◆ Text excerpt
++++++++++

The Harvard neuropsychiatrist John Sharp spends a month with his family each summer on the island of Nantucket, so it was doubly problematic that year after year, halfway through, he'd start to feel inexplicably anxious and grouchy: first because a month on Nantucket isn't exactly anything to complain about, and second because he's a neuropsychiatrist; explaining bad moods is his job. It took much beach-front speculation, he recalls, before he finally made the connection to his teenage self, nervous about the new school year. Deep inside (actually, we can be more specific: in his hippocampus), he was still a frightened schoolboy. His moods were at the mercy of the calendar.

These seasonal emotional shifts – the fillip from the first identifiably warm spring breeze, say, or the sinking feeling induced by shortening late-summer evenings – are such a fixture in our lives that they can become near-invisible. We're slow to attribute our feelings to them, and even psychologists haven't studied them much, two oversights that Sharp's fine new book, The Emotional Calendar, aims to address. As a winter-lover – someone for whom that first spring breeze brings only a stomach-knot of apprehensiveness – I devoured it hungrily for evidence that I'm not a freak (it turns out I am, but that at least I'm not alone).

++++++++++

◆ Given task 1
Reproduce the passage on seasonal moods word for word, starting at "The Harvard neuropsychiatrist" and ending at "of the calendar.".
The entries that come next bear no relation to the passage on seasonal moods.

++++++++++

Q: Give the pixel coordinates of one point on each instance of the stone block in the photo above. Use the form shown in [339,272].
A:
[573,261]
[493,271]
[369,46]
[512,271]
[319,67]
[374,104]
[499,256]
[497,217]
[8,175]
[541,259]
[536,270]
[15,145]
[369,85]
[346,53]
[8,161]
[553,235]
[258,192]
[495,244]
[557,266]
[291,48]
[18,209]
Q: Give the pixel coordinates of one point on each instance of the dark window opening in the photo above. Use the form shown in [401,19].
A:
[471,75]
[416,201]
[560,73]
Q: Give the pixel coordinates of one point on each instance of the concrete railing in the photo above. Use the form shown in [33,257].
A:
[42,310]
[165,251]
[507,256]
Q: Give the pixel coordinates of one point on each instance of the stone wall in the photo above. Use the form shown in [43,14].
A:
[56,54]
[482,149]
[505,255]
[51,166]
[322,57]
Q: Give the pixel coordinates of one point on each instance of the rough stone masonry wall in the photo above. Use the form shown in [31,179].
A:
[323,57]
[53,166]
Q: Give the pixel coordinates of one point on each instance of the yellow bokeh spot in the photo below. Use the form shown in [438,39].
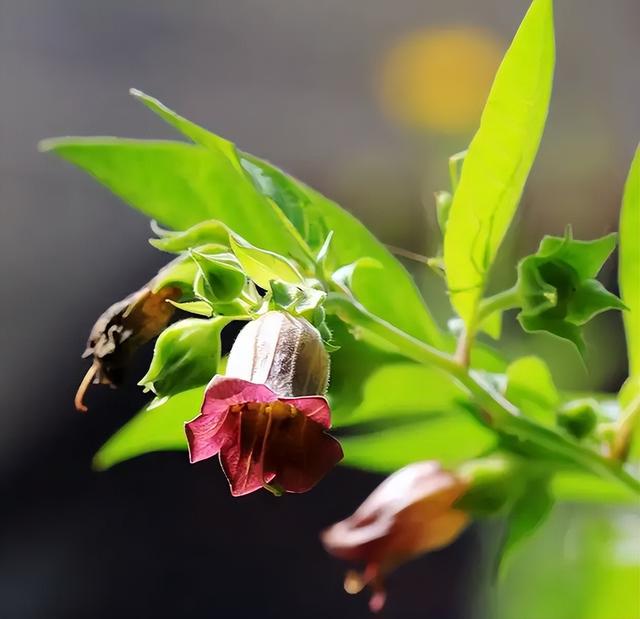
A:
[438,79]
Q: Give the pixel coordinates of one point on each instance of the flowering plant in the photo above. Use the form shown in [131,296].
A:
[465,433]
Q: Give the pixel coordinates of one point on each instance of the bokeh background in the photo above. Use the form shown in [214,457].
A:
[363,99]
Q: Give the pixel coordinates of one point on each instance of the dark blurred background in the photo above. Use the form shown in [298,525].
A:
[364,100]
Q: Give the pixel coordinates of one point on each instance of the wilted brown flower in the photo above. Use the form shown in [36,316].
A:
[267,417]
[411,512]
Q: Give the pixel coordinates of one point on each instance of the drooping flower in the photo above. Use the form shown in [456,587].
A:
[411,512]
[120,330]
[266,418]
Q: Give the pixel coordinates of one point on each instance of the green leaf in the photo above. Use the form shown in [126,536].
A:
[157,427]
[210,232]
[527,513]
[263,266]
[389,413]
[579,417]
[177,184]
[186,355]
[348,277]
[557,291]
[629,269]
[530,387]
[222,277]
[499,159]
[580,487]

++++++++++

◆ Given task 2
Please render the entries as a numbered list, starting at the line that contains "shown in [31,179]." and ending at the last line of the entries, with blank lines omitted. Leave the pictures out.

◆ Expected answer 1
The Harvard neuropsychiatrist John Sharp spends a month with his family each summer on the island of Nantucket, so it was doubly problematic that year after year, halfway through, he'd start to feel inexplicably anxious and grouchy: first because a month on Nantucket isn't exactly anything to complain about, and second because he's a neuropsychiatrist; explaining bad moods is his job. It took much beach-front speculation, he recalls, before he finally made the connection to his teenage self, nervous about the new school year. Deep inside (actually, we can be more specific: in his hippocampus), he was still a frightened schoolboy. His moods were at the mercy of the calendar.

◆ Expected answer 2
1. Q: Give the pixel coordinates of one point on each instance of the rough stone masonry wall in the photo above. Use the form shown in [31,179].
2. A:
3. [323,57]
4. [53,166]
5. Q: Give the pixel coordinates of one point on each instance of the yellow bokeh spot in the photo below. Use the form shown in [438,39].
6. A:
7. [438,79]
8. Q: Give the pixel coordinates of one point on each instance of the flowering plant in the photo above. Use the form shown in [131,296].
9. A:
10. [465,433]
11. Q: Give the pixel coordinates of one point on each instance of the bokeh background in the photo above. Use the form shown in [214,457].
12. A:
13. [363,99]
14. Q: Give the pixel coordinates of one point on each instance of the dark blurred background in the photo above. Use the form shown in [298,525].
15. A:
16. [364,100]
17. Q: Give the pixel coordinates of one point on each instance of the wilted brown flower in the photo above. Use the form shown in [36,316].
18. A:
19. [267,417]
20. [411,512]
21. Q: Give the pixel coordinates of one point on each instance of the drooping flower in the photo above. Use the form shown in [456,587].
22. A:
23. [411,512]
24. [120,330]
25. [266,418]
26. Q: Give the pixel coordinates of one point on each instance of the green leaf in the photo above. Use the form shown in [126,536].
27. A:
28. [157,427]
29. [210,232]
30. [527,513]
31. [263,266]
32. [389,413]
33. [579,417]
34. [177,184]
35. [186,355]
36. [348,277]
37. [557,291]
38. [629,269]
39. [530,387]
40. [222,277]
41. [499,159]
42. [580,487]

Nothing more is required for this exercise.